#### [Selected passage]
- - -
You may not agree with the Fortune editors’ selections on The Greatest Business Decisions of All Time (Title of their 2012 book ) but you will certainly find the proverbial food for thought. What struck me, as I read the stories, were the values that drove the greatest business decisions.
Valuing Customers Zappos – Decision to offer free shipping and free returns was not based on running the numbers. At the time of the decision, Zappos had not made any profit. The brainstorming executives concentrated on what really would please the online shoe-shopping customers. From that single, from-the-gut decision grew Zappos’ customer service is everyone’s business. The results were a customer smash hit and growth for Zappos.
Valuing Ethics Johnson and Johnson – Decision for a total recall of Tylenol after capsule-tampering had poisoned and killed 7 people in Chicago. At the time of the decision there had never been a total product recall; even the US government was against the decision. James Burke, CEO then, believed in the founding ethics: “We believe our first responsibility is to the doctors, nurses, and patients, to mothers and fathers and all others who use our products and services.” In other words, do no harm. Cost was not a factor; loss of reputation did not enter into the discussion. It was simply the right thing to do. The result surprised everyone – innovations in safety and packaging, establishment of customer trust and renewed confidence in the product.
Valuing Leadership General Electric – Decision to establish center for leadership training and innovation and remake management education in Crotonville. At the time of decision GE was in the throes of re-making itself by shedding its old businesses. Jack Welch, the new CEO, needed strong, creative leadership at all levels to remake the monolith that GE had become. The result was the transformation of GE managers into innovative leaders and the transformation of GE itself.
And, the GE story hit home for me – as I grew up in Pittsfield, MA – that GE town where Jack Welch got his start in Plastics. For those who grew up in GE towns – there was always a GE aura that hovered over the town – in our case, it hovered over the whole county. (Old GE strategy: build plants in locations with no manufacturing competition and own the towns/counties/people as top employer. GE generally paid managers 3 times the going rate!) Originally, GE’s Crotonville produced the old line manufacturing management you expected from US companies. The new Crotonville recreated GE ideas about managers and leadership.
- - -
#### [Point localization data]
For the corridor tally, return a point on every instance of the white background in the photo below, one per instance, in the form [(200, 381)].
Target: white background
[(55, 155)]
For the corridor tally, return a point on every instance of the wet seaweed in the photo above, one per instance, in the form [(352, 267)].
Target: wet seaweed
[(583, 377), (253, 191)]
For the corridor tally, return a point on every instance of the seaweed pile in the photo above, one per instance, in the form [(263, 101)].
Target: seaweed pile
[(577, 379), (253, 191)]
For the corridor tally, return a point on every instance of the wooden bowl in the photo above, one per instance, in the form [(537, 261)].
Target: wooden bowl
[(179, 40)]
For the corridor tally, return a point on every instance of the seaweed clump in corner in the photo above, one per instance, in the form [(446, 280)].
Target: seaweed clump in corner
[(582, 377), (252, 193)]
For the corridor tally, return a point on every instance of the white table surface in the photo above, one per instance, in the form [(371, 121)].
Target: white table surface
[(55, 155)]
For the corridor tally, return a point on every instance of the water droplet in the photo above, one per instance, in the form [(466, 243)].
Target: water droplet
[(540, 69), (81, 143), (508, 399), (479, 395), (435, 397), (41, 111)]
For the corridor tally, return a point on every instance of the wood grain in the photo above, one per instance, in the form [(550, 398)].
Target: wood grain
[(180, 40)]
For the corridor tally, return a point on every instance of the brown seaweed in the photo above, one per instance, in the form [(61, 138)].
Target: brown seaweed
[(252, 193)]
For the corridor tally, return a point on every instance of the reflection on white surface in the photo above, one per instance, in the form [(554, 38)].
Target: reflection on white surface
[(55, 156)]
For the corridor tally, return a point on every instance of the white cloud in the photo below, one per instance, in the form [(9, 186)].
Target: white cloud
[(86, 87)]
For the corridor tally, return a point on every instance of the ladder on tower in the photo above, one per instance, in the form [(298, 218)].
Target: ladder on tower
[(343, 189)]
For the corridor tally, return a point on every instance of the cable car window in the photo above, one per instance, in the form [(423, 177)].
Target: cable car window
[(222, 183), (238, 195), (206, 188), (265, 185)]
- - -
#### [Requirement 1]
Based on the business decisions text, say whether each statement agrees with it, answering yes or no and quoting the words that decide it: (a) Zappos had already made a profit when it decided to offer free shipping and free returns. (b) The US government opposed the total recall of Tylenol. (c) GE generally paid managers twice the going rate.
#### [Requirement 2]
Answer these questions from the business decisions text:
(a) How many people were killed by the Tylenol capsule-tampering?
(b) Where did General Electric establish its center for leadership training and innovation?
(c) In which town did the writer grow up?
#### [Requirement 3]
Reproduce the passage of the business decisions text starting at "And, the GE" and ending at "managers and leadership.".
Use only the business decisions text to respond.

#### [Expected answer 1]
(a) No: "At the time of the decision, Zappos had not made any profit."
(b) Yes: "even the US government was against the decision."
(c) No: "GE generally paid managers 3 times the going rate!"

#### [Expected answer 2]
(a) 7
(b) Crotonville
(c) Pittsfield, MA

#### [Expected answer 3]
And, the GE story hit home for me – as I grew up in Pittsfield, MA – that GE town where Jack Welch got his start in Plastics. For those who grew up in GE towns – there was always a GE aura that hovered over the town – in our case, it hovered over the whole county. (Old GE strategy: build plants in locations with no manufacturing competition and own the towns/counties/people as top employer. GE generally paid managers 3 times the going rate!) Originally, GE’s Crotonville produced the old line manufacturing management you expected from US companies. The new Crotonville recreated GE ideas about managers and leadership.